(Excerpts from a pointing dataset)
----

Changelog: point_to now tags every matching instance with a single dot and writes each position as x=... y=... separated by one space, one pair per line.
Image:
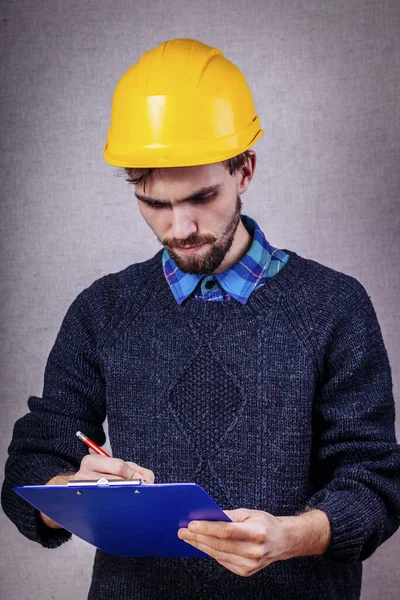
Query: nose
x=183 y=223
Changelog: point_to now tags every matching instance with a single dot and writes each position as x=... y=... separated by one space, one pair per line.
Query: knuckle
x=85 y=460
x=119 y=467
x=149 y=475
x=254 y=553
x=226 y=532
x=259 y=537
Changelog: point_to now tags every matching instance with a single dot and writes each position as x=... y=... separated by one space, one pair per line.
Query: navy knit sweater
x=280 y=405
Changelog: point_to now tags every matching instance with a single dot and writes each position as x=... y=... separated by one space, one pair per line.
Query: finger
x=106 y=465
x=220 y=529
x=244 y=550
x=238 y=515
x=146 y=474
x=233 y=560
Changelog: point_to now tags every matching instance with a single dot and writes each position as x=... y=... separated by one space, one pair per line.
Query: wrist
x=57 y=480
x=307 y=534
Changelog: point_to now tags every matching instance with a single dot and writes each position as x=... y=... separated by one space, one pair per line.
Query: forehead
x=178 y=182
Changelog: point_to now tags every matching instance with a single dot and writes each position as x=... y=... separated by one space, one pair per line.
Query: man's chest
x=227 y=404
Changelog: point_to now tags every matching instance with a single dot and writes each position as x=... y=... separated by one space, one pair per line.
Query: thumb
x=238 y=515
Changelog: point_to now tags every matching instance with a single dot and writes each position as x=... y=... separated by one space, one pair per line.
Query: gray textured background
x=325 y=78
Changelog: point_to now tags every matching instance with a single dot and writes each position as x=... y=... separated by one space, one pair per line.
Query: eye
x=202 y=199
x=156 y=205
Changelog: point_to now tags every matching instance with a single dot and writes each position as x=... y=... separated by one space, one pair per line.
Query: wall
x=325 y=78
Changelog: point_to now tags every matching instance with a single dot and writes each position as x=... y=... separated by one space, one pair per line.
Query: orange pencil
x=91 y=444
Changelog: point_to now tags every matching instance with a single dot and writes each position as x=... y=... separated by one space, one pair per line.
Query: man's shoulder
x=106 y=295
x=324 y=284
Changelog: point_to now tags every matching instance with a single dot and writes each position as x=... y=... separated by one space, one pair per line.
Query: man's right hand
x=95 y=466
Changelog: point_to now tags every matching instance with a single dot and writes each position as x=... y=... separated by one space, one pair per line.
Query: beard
x=207 y=263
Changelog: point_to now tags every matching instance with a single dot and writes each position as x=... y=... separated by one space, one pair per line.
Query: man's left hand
x=254 y=540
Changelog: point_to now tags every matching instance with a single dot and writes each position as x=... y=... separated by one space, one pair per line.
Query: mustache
x=192 y=240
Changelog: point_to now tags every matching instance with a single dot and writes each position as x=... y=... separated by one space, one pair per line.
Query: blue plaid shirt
x=258 y=265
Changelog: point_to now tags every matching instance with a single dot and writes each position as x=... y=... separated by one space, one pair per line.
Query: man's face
x=198 y=232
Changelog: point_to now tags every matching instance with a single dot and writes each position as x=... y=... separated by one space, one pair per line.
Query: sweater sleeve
x=44 y=442
x=357 y=457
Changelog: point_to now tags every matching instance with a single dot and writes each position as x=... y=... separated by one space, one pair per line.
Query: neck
x=240 y=245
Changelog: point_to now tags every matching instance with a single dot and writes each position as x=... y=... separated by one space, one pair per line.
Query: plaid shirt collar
x=238 y=281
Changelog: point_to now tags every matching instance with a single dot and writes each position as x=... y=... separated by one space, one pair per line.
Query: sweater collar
x=239 y=280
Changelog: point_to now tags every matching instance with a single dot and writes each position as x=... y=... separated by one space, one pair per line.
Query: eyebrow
x=197 y=194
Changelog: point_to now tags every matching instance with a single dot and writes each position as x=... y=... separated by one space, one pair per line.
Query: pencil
x=91 y=444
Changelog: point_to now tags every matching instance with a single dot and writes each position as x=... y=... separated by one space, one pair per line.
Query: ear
x=245 y=173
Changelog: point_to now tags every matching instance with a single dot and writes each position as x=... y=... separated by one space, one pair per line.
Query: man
x=257 y=373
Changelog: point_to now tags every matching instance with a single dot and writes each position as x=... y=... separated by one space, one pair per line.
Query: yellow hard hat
x=182 y=104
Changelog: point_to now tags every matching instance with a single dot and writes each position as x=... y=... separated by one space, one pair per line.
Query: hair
x=141 y=175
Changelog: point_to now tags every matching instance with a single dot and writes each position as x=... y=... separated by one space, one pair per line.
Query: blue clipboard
x=127 y=518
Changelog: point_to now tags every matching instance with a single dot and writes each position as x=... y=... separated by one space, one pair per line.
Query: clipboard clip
x=103 y=482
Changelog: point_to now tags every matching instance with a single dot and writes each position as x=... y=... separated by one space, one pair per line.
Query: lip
x=191 y=250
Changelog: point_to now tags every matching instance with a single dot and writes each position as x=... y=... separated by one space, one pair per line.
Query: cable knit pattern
x=282 y=405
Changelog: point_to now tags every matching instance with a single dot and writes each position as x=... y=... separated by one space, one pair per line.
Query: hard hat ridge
x=182 y=104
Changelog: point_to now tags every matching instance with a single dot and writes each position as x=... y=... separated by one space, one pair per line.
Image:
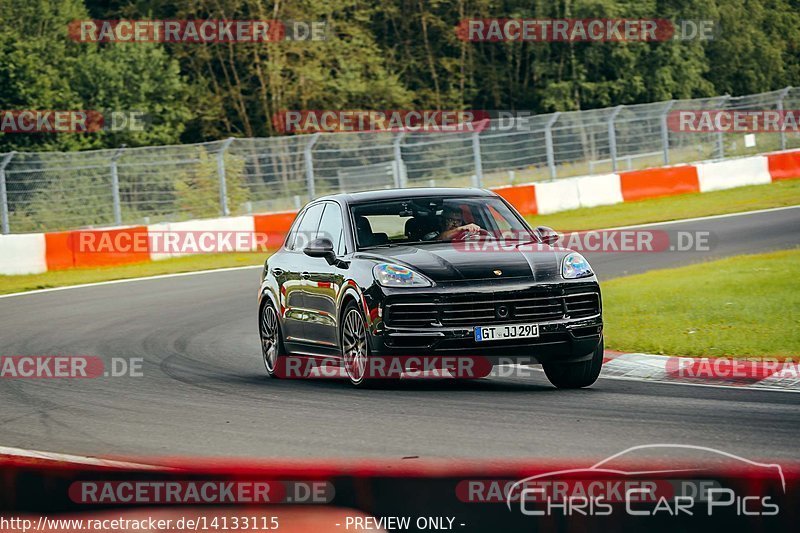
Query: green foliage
x=42 y=68
x=197 y=190
x=379 y=55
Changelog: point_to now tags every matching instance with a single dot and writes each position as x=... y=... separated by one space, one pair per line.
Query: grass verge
x=739 y=306
x=77 y=276
x=778 y=194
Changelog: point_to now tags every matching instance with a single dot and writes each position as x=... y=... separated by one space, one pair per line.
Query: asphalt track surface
x=204 y=391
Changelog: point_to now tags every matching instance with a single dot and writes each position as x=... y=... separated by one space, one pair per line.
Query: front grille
x=582 y=305
x=488 y=309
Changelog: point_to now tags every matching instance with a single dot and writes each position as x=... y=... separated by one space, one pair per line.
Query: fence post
x=310 y=165
x=115 y=186
x=399 y=175
x=476 y=155
x=665 y=131
x=223 y=187
x=612 y=137
x=548 y=144
x=4 y=194
x=720 y=138
x=779 y=106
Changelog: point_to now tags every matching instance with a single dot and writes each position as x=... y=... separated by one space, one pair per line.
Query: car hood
x=455 y=262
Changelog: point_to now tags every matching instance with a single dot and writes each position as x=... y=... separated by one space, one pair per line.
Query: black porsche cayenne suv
x=428 y=274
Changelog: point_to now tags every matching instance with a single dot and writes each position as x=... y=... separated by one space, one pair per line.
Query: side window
x=331 y=226
x=293 y=232
x=307 y=229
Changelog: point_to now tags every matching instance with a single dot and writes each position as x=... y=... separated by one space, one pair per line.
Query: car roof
x=404 y=194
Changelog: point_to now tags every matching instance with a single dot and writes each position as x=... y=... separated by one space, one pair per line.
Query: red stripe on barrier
x=784 y=166
x=275 y=226
x=58 y=252
x=522 y=197
x=655 y=182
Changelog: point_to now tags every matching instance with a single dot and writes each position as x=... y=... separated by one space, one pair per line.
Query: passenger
x=451 y=224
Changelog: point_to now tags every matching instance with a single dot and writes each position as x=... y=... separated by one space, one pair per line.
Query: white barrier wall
x=733 y=173
x=604 y=189
x=554 y=196
x=243 y=224
x=22 y=254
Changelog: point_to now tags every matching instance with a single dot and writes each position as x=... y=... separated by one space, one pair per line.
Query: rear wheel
x=576 y=375
x=271 y=342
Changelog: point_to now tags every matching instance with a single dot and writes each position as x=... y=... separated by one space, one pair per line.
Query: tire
x=269 y=330
x=576 y=375
x=355 y=345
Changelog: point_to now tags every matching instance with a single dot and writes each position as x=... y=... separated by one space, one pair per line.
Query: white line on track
x=197 y=272
x=74 y=459
x=664 y=382
x=129 y=280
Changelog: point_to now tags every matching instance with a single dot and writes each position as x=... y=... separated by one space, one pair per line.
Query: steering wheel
x=464 y=235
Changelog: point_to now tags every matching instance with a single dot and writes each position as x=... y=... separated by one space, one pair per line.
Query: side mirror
x=321 y=248
x=547 y=234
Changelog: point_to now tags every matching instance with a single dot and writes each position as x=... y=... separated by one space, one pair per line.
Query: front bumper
x=565 y=339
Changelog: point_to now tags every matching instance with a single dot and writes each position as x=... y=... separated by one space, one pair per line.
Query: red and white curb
x=762 y=374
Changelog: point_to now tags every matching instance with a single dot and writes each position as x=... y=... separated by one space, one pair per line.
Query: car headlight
x=391 y=275
x=574 y=266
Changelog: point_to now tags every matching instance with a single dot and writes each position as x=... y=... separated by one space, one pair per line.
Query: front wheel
x=355 y=346
x=576 y=375
x=271 y=342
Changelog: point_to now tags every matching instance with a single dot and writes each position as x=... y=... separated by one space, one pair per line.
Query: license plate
x=510 y=331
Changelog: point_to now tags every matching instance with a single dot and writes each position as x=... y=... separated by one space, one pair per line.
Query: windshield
x=435 y=219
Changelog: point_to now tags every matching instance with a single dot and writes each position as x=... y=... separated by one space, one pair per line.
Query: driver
x=451 y=224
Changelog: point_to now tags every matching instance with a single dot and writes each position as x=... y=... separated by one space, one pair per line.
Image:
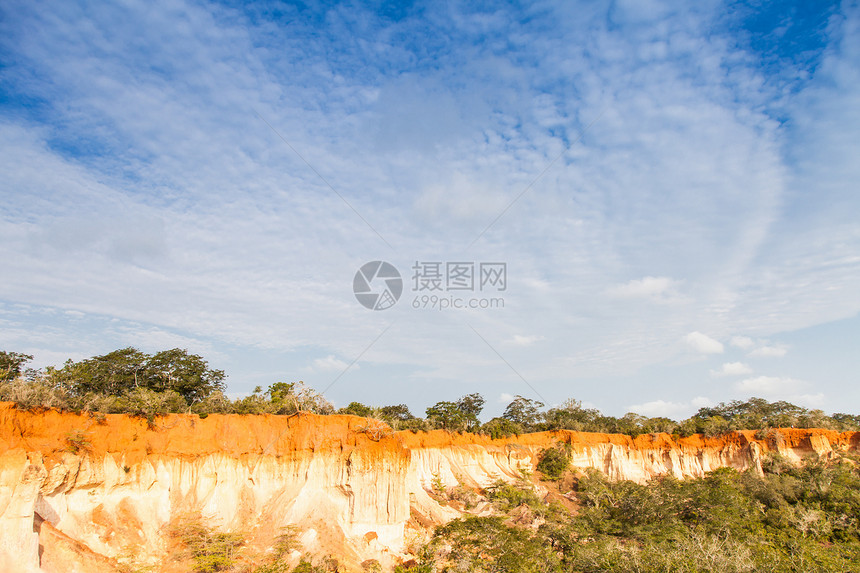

----

[EXERCISE DESCRIPTION] Reproduce as a numbered list the lines from the start of the records through the line containing "x=259 y=537", omitting blank lines. Leave the pictures out of the answer.

[RESULT OF THIS TASK]
1. Changelog: point_to now tags every matching instance with a single dot and writes each position as x=... y=... separated by one space, one pair per line.
2. Image:
3. Query: nose
4. x=183 y=223
5. Changelog: point_to now tags every matching instance with a single dot and writes each position as x=... y=... separated by one space, one pair per line.
6. Query: knuckle
7. x=85 y=460
8. x=119 y=467
9. x=149 y=475
10. x=254 y=553
11. x=226 y=532
12. x=259 y=537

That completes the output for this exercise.